CONSIGNES DE L'EXERCICE ->
**1.** Recopiez le passage cité de « Le complexe concentrationnaire d’Auschwitz-Birkenau » à « mis à mort. ».
**2.** D'après le passage cité, pourquoi la plupart des Juifs arrivant à Auschwitz échappaient-ils à l'esclavage concentrationnaire ?

La chambre à gaz du crématoire d’Auschwitz I

Le Krema I et ses transformations


Le complexe concentrationnaire d’Auschwitz-Birkenau compta trois camps, Auschwitz I, appelé aussi «camp principal» ou «petit camp», Auschwitz II, Birkenau, appelé aussi «grand camp», à 2,5 km de Auschwitz I, et Auschwitz III, Buna-Monowitz. Le complexe concentrationnaire d’Auschwitz fut à la fois un camp de concentration, et un centre de mise à mort (principalement Birkenau) où les Juifs de l’Europe entière arrivaient pour être, dans leur écrasante majorité, directement assassinés dans les chambres à gaz, sans entrer dans le camp, sans y être enregistrés: ils n’échappaient à l’esclavage concentrationnaire que parce qu’ils étaient immédiatement mis à mort.

MATÉRIEL ->
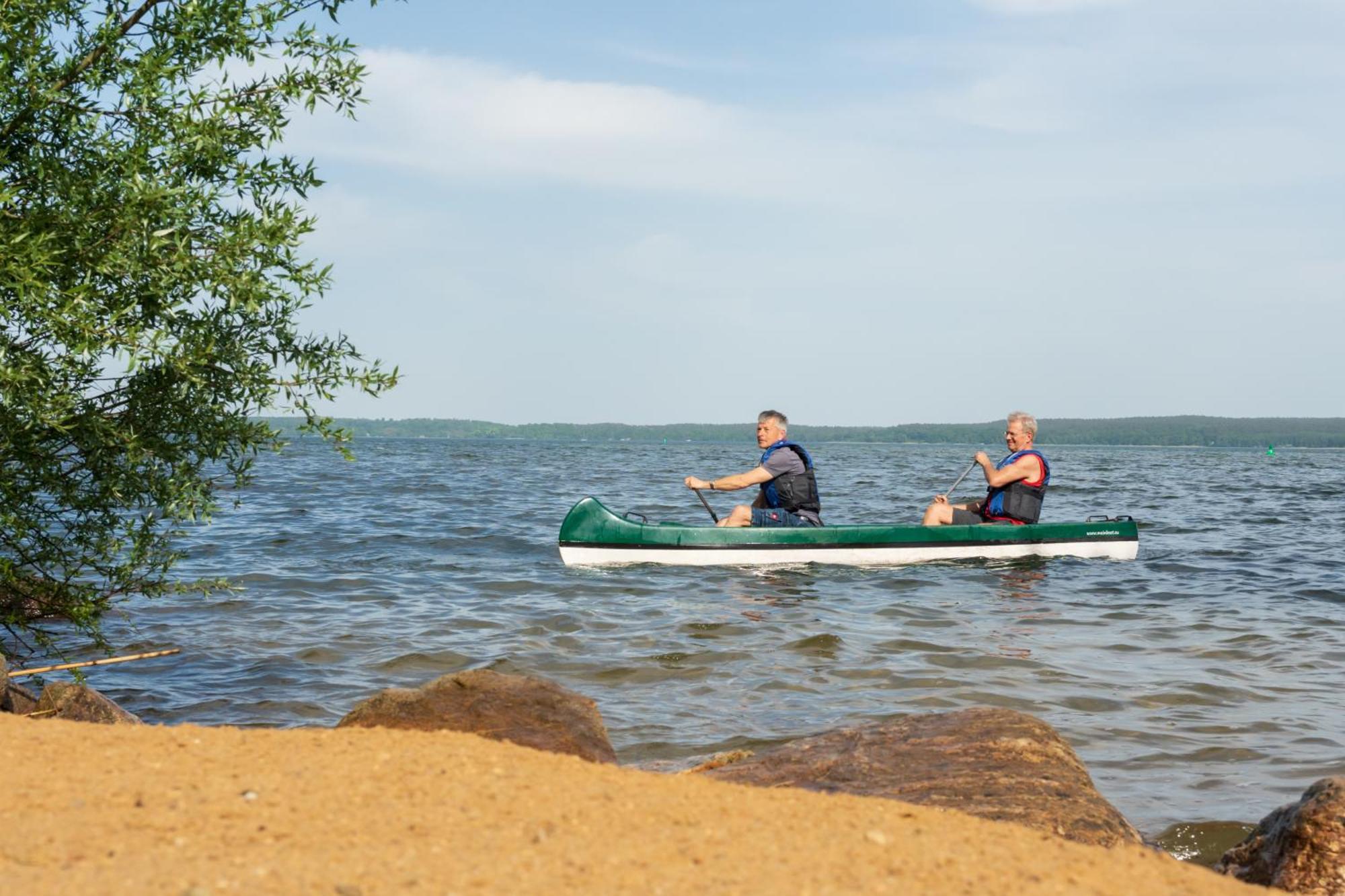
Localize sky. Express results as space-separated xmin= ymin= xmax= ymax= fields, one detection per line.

RÉPONSES AUX CONSIGNES ->
**1.**
Le complexe concentrationnaire d’Auschwitz-Birkenau compta trois camps, Auschwitz I, appelé aussi «camp principal» ou «petit camp», Auschwitz II, Birkenau, appelé aussi «grand camp», à 2,5 km de Auschwitz I, et Auschwitz III, Buna-Monowitz. Le complexe concentrationnaire d’Auschwitz fut à la fois un camp de concentration, et un centre de mise à mort (principalement Birkenau) où les Juifs de l’Europe entière arrivaient pour être, dans leur écrasante majorité, directement assassinés dans les chambres à gaz, sans entrer dans le camp, sans y être enregistrés: ils n’échappaient à l’esclavage concentrationnaire que parce qu’ils étaient immédiatement mis à mort.

**2.** Ils y échappaient uniquement parce qu'ils étaient mis à mort dès leur arrivée. Ils étaient directement assassinés dans les chambres à gaz, sans entrer dans le camp ni y être enregistrés.